++++ Selected extract ++++

Michele Santoni (born 18 May 1980) is an Italian-Dutch football manager who manages FC Dordrecht.

Career

In 2008, Santoni was appointed youth manager of Dutch second division side Haarlem, where he said "in the Netherlands it is structure, structure, structure, structure".

In 2009, he was appointed video analyst of Ajax, the most successful club in the Netherlands.

In 2014, Santoni was appointed assistant of Italian Serie A outfit Livorno, where he said "in Italy there is much more improvisation, it goes by feel". After that, he was appointed youth manager of Lazio in the Italian Serie A, where he said "Lazio's facilities were a disaster. We only had one artificial grass pitch and no hot water. Politics also plays a major role there, as a result of which the youth academy is not 100 percent about talent development. Then that player had to be added because his father sponsors the club, then another player from a big agent came in, just to keep that agent happy. Typically Italian", before being appointed video analyst of Inter, one of Italy's most successful teams.

++++ Dataset extract ++++

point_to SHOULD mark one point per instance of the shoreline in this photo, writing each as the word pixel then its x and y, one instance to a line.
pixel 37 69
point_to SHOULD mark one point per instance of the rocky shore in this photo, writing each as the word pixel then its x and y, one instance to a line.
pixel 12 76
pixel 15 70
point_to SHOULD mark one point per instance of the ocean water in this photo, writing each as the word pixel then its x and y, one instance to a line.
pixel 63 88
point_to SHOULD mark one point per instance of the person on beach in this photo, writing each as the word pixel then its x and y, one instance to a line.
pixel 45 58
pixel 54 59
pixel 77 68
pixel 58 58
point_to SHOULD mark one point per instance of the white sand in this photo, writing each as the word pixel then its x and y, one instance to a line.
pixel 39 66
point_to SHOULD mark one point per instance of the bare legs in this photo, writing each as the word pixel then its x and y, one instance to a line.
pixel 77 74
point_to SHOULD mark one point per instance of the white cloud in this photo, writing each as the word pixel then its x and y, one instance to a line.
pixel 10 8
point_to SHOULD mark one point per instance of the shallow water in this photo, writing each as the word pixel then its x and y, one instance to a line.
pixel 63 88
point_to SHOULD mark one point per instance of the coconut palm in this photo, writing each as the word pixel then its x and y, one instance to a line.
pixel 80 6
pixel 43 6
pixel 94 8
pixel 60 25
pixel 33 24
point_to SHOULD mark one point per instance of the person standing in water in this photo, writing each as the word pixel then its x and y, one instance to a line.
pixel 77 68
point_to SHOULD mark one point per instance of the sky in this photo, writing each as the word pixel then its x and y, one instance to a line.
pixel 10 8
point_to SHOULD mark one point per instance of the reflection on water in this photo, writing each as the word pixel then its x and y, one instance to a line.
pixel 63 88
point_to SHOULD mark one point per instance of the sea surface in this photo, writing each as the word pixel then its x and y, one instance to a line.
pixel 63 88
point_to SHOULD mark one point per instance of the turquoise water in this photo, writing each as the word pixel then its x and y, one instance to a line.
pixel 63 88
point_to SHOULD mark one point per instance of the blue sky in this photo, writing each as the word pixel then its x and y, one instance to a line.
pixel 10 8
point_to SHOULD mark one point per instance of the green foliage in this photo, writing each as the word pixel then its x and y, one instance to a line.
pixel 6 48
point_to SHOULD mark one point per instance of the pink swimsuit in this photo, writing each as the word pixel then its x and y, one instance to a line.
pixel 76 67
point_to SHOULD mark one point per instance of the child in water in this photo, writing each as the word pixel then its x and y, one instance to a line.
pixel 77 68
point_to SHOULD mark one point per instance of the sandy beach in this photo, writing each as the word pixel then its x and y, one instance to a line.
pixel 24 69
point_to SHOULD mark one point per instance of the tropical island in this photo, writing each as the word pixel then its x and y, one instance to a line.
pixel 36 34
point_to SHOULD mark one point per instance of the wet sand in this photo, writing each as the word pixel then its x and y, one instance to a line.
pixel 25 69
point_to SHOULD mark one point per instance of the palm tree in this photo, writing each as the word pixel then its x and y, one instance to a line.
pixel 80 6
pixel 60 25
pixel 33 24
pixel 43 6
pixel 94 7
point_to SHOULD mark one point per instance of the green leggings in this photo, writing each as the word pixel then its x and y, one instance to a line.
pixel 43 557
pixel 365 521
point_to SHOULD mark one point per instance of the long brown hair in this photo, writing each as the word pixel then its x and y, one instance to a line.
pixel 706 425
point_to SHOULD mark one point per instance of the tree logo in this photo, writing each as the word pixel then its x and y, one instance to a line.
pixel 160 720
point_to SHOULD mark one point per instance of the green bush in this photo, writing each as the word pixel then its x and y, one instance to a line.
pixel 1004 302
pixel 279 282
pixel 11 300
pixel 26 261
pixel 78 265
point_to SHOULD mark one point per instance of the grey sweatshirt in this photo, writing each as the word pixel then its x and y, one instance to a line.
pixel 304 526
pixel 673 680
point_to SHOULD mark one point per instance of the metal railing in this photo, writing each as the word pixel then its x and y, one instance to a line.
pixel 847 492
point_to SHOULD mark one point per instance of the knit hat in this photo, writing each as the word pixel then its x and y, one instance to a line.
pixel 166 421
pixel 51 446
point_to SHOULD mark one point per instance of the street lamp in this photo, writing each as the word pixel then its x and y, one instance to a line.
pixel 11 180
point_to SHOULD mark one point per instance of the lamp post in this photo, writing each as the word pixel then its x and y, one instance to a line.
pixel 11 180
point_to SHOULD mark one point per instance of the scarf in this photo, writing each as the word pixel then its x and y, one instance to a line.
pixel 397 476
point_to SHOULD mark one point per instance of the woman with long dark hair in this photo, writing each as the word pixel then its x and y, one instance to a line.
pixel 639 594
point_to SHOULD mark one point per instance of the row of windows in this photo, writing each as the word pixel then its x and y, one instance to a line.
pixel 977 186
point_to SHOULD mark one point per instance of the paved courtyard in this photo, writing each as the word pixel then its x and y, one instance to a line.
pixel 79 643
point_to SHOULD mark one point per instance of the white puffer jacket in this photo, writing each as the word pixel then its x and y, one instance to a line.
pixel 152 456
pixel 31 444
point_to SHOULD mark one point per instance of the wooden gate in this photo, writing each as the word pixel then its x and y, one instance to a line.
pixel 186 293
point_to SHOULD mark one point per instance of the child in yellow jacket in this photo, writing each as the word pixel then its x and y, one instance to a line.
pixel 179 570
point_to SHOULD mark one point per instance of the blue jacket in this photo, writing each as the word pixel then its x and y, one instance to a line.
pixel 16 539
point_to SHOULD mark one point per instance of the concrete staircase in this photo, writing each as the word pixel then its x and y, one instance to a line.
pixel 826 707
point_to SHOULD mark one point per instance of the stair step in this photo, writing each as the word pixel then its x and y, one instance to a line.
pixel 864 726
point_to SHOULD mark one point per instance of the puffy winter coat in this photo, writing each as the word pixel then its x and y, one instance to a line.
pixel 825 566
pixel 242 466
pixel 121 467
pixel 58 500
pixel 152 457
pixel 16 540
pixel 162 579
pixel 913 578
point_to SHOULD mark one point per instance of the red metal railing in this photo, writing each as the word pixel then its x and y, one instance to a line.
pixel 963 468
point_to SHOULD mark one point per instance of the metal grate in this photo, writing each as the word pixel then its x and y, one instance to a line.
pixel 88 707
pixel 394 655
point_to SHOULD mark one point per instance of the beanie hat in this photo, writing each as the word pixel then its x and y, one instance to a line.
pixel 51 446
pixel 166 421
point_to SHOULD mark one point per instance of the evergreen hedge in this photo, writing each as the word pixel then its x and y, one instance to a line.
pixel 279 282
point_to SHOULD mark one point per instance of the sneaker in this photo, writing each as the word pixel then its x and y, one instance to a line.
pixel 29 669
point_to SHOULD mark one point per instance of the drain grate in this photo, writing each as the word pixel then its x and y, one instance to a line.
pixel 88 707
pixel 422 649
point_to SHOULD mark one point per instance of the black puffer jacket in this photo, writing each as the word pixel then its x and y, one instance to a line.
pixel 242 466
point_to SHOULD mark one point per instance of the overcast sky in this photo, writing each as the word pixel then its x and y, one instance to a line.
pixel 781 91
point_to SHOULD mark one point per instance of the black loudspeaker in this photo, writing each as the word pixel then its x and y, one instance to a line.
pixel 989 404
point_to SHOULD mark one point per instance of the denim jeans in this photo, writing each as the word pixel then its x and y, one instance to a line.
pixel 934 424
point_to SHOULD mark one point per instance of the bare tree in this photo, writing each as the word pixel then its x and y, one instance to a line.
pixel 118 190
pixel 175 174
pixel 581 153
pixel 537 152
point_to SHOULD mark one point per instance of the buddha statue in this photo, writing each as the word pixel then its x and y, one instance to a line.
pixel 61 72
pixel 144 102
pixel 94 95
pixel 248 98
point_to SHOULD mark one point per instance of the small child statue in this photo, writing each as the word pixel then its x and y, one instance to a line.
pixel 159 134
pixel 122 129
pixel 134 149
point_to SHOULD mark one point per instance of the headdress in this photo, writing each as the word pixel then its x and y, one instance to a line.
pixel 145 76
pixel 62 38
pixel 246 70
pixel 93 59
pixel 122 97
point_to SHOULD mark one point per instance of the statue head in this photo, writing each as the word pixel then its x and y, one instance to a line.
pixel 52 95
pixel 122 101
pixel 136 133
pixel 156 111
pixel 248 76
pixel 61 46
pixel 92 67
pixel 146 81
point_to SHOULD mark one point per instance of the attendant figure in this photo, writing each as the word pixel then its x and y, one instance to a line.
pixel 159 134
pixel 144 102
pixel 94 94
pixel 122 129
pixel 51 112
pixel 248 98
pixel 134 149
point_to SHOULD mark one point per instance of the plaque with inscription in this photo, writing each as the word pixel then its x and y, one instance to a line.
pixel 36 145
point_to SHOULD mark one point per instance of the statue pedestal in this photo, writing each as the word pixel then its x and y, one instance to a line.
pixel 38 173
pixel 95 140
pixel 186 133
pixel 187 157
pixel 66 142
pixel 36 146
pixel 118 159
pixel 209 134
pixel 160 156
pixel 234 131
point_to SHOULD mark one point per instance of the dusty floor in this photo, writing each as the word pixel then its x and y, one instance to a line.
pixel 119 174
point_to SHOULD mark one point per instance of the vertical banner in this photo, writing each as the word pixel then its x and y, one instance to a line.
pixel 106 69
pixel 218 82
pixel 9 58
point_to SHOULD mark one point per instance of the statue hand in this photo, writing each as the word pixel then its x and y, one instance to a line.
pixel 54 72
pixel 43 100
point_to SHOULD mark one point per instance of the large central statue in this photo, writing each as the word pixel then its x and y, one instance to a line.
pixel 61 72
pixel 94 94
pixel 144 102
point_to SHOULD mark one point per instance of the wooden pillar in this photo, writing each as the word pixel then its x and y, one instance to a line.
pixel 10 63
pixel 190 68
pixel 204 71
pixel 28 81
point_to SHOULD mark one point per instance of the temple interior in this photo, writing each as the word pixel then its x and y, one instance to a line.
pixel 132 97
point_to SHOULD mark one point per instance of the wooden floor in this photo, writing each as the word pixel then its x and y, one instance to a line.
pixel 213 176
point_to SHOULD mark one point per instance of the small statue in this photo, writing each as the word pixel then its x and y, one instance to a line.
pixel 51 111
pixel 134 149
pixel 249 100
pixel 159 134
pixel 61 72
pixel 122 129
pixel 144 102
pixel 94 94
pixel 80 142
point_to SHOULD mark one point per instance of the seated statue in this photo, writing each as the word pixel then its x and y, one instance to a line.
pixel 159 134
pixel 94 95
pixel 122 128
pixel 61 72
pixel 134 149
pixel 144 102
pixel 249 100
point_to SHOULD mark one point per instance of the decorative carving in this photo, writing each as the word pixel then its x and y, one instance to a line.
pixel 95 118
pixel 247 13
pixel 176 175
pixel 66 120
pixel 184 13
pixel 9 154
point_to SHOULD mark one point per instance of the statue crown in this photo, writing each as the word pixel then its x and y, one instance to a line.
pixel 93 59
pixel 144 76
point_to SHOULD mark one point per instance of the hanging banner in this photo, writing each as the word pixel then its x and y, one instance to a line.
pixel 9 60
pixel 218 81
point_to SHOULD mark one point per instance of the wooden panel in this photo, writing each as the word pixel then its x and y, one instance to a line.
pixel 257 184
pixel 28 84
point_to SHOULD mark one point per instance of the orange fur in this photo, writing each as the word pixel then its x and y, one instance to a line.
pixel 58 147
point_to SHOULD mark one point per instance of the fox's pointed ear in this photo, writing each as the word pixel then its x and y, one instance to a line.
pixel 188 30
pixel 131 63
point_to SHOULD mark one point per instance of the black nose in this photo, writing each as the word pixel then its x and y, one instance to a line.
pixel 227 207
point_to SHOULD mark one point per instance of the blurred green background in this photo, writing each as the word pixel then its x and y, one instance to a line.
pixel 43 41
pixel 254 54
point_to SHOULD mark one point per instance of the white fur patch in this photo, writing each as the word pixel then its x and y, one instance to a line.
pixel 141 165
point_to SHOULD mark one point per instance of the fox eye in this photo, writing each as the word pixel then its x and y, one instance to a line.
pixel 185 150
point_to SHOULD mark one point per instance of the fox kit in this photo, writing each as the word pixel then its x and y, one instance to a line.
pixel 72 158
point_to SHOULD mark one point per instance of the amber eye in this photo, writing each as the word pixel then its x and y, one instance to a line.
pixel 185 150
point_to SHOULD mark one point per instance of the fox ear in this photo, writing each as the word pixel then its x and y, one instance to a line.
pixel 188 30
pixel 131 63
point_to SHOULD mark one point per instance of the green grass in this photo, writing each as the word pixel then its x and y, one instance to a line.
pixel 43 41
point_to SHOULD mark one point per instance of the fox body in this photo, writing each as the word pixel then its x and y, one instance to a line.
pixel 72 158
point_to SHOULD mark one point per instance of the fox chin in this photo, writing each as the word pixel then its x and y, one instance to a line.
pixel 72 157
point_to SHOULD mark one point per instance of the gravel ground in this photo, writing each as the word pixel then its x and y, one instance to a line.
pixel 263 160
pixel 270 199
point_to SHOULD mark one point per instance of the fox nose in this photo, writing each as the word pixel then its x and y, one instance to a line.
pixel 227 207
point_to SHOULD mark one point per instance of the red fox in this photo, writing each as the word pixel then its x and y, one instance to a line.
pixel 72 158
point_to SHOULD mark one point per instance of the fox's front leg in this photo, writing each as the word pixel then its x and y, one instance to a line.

++++

== Written problem A ==
Recast the records as a JSON list of strings, one string per line and no blank lines, starting with the line that contains "point_to SHOULD mark one point per instance of the white puffer" and going on through the line that contains "pixel 826 707".
== Written problem B ==
Extend the career profile of Michele Santoni beyond its final sentence.
The text and the records were drawn from separate sources.

== Exercise response A ==
[
  "point_to SHOULD mark one point per instance of the white puffer jacket in this photo, writing each as the word pixel then its x and y, one instance to a line.",
  "pixel 152 456",
  "pixel 31 444",
  "point_to SHOULD mark one point per instance of the wooden gate in this photo, writing each as the word pixel then its x and y, one instance to a line.",
  "pixel 186 293",
  "point_to SHOULD mark one point per instance of the child in yellow jacket in this photo, writing each as the word pixel then its x and y, one instance to a line.",
  "pixel 179 570",
  "point_to SHOULD mark one point per instance of the blue jacket in this photo, writing each as the word pixel then its x and y, one instance to a line.",
  "pixel 16 539",
  "point_to SHOULD mark one point per instance of the concrete staircase in this photo, writing each as the word pixel then its x and y, one instance to a line.",
  "pixel 826 707"
]

== Exercise response B ==
In 2018, Santoni was appointed manager of Almere City in the Dutch second division. After that, he was appointed assistant of Dutch side ADO Den Haag.

In 2021, he was appointed manager of FC Dordrecht in the Netherlands.

Personal life
Born in Arco, Trentino, Santoni is the son of an Italian father and a Dutch mother, and is fluent in Italian, Dutch and English.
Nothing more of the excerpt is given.